_Record extracts_
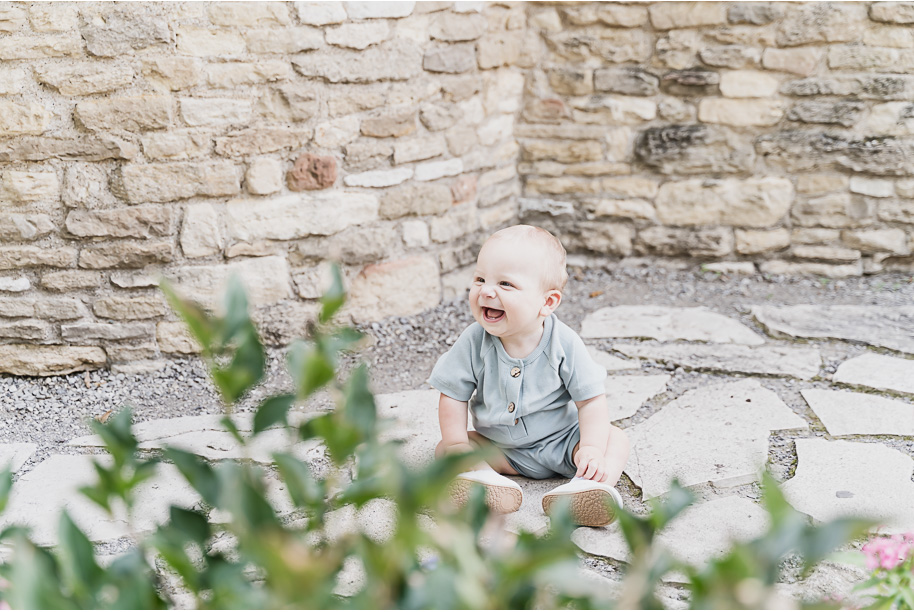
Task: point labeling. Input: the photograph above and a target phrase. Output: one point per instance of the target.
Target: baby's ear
(553, 299)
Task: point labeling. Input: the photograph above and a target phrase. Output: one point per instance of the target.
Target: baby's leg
(497, 461)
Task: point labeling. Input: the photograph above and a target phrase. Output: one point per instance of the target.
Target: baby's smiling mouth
(492, 315)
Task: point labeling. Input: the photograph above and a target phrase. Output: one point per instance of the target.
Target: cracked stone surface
(889, 327)
(878, 372)
(626, 394)
(835, 478)
(14, 455)
(667, 324)
(846, 413)
(39, 496)
(802, 363)
(701, 533)
(717, 434)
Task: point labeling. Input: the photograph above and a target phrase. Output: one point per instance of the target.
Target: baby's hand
(591, 464)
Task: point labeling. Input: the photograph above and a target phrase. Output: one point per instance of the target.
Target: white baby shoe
(590, 501)
(503, 495)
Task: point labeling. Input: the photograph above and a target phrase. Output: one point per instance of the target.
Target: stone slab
(878, 372)
(626, 394)
(611, 362)
(802, 363)
(666, 324)
(39, 497)
(835, 478)
(717, 434)
(701, 533)
(886, 326)
(846, 413)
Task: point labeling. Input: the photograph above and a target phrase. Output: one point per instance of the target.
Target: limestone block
(358, 35)
(215, 111)
(395, 60)
(430, 171)
(312, 172)
(201, 233)
(70, 280)
(21, 119)
(320, 13)
(125, 254)
(18, 46)
(892, 12)
(379, 178)
(801, 363)
(826, 22)
(390, 124)
(418, 149)
(415, 199)
(694, 149)
(379, 10)
(13, 257)
(453, 59)
(174, 337)
(22, 187)
(53, 17)
(842, 479)
(30, 360)
(457, 28)
(670, 15)
(708, 435)
(202, 42)
(85, 78)
(283, 41)
(133, 222)
(752, 242)
(249, 14)
(740, 113)
(264, 176)
(170, 182)
(337, 133)
(401, 288)
(173, 73)
(811, 269)
(265, 279)
(298, 216)
(139, 307)
(757, 202)
(747, 84)
(176, 145)
(844, 413)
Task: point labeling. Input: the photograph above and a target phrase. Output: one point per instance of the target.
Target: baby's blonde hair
(554, 275)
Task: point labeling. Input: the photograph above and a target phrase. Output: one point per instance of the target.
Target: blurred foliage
(238, 550)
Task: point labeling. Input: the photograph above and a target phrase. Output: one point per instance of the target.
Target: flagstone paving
(846, 413)
(878, 372)
(889, 327)
(711, 405)
(798, 362)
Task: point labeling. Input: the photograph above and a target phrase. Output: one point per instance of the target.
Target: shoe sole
(588, 508)
(500, 500)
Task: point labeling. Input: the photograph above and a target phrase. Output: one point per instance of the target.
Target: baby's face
(507, 296)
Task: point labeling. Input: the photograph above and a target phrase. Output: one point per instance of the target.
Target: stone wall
(776, 135)
(200, 140)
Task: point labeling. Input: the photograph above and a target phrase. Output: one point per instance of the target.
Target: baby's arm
(604, 447)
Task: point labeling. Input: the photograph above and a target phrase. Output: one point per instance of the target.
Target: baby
(539, 397)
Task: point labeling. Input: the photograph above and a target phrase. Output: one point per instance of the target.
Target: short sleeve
(583, 377)
(453, 373)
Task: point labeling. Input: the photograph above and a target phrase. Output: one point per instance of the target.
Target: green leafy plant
(241, 546)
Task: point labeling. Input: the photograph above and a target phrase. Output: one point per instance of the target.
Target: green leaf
(335, 296)
(271, 411)
(197, 472)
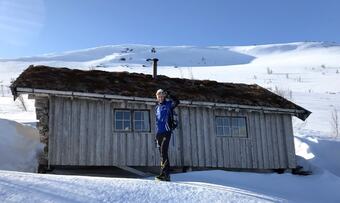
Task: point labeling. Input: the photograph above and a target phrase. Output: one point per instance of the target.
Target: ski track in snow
(17, 187)
(307, 69)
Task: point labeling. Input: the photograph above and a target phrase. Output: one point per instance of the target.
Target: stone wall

_Stated problem_
Repeat the records word for word. Any picture in them should be left out.

_Exercise result_
Task: point labeling. Input: the photograph above and a target phrase. Output: one point per instance of the target.
Target: baby's ear
(553, 299)
Task: point labeling. Input: the photograph above and a target phrase. Output: one point per instance of the target.
Target: baby's leg
(497, 461)
Task: point labeling. Input: the photograph above and a target phrase. Output: one point per instance of the target.
Target: baby's smiling mouth
(492, 315)
Task: point labeling. Input: the photograph above and a target phrase. Output: one point per instance of the target.
Target: cracked stone surface
(889, 327)
(878, 372)
(626, 394)
(835, 478)
(14, 455)
(667, 324)
(846, 413)
(39, 496)
(802, 363)
(701, 533)
(717, 434)
Task: point labeling. Input: the photograph above and a target phrase. Output: one point per instance of the target.
Target: baby's hand
(591, 464)
Task: point labeling. Input: the photograph above and a target phrase. Output: one point per instance of the target.
Target: white baby shoe
(590, 501)
(503, 495)
Task: point labeling. Input: the photograph above and a target phrase. Output: one point per instance of the target.
Target: stone slab
(878, 372)
(626, 394)
(611, 362)
(802, 363)
(666, 324)
(39, 497)
(835, 478)
(717, 434)
(701, 533)
(886, 326)
(846, 413)
Task: point labeling. Input: the photograph above and a target phrase. Output: one point per instance of the target.
Target: limestone block
(358, 35)
(215, 111)
(395, 60)
(430, 171)
(312, 172)
(201, 233)
(70, 280)
(21, 119)
(320, 13)
(125, 254)
(18, 46)
(892, 12)
(379, 178)
(801, 363)
(826, 22)
(390, 124)
(418, 149)
(415, 199)
(694, 149)
(379, 10)
(13, 257)
(453, 59)
(174, 337)
(22, 187)
(53, 17)
(842, 479)
(30, 360)
(457, 28)
(670, 15)
(708, 435)
(202, 42)
(85, 78)
(283, 41)
(133, 222)
(752, 242)
(249, 14)
(740, 113)
(264, 176)
(170, 182)
(337, 133)
(401, 288)
(173, 73)
(811, 269)
(265, 279)
(298, 216)
(139, 307)
(757, 202)
(747, 84)
(176, 145)
(844, 413)
Task: point labeling. Input: the photograph above and a target phrase. Output: one point per instance of the target.
Target: baby's blonde hair
(554, 275)
Task: point labeling. Input: the photograph above and a target phrase. Output: one point per instance of the target.
Target: blurred foliage
(238, 550)
Task: point labeling. Input: the photograph above and a target phrase. Output: one point per instance of the target.
Target: flagstone paving
(846, 413)
(878, 372)
(889, 327)
(711, 405)
(798, 362)
Task: point labeling. Input: the photograph above and a target phrase. Output: one point per instance of the target.
Target: shoe sole
(588, 508)
(500, 500)
Task: point labeling. Input: the photograph above and a target phrase. Output: one point per instance of the target.
Target: baby's face
(507, 296)
Task: point labeling. Input: the photograph above and a target phrase. Output: one point per instance of the target.
Target: stone wall
(776, 135)
(200, 140)
Task: point labeling. Input: the photograph above and a target phrase. Output: one point per instance of the target.
Target: baby's arm
(604, 447)
Task: point labeling. Input: the photograph above and a target phrase. Output: one point per instance of the target.
Target: baby
(539, 397)
Task: point labeling. Input: the photograph above and a target phrase. Output: one point per instance of the target.
Target: short sleeve
(583, 377)
(453, 373)
Task: point labeling. Input: the photograph above and a target phrase. Output: one point per instance of the target.
Target: green leafy plant
(241, 546)
Task: point labeling. Input: the photograph above and a target phrase. Output: one point per instance of the target.
Target: green leaf
(335, 296)
(271, 411)
(197, 472)
Task: point labeling. Input: the photograph above and a target phrase. Output: one point per instance of the target.
Target: ski track in snow
(17, 187)
(307, 69)
Task: point labeling. Input: the photograph above and a target phrase. Output: one point per instance of the target.
Target: stone wall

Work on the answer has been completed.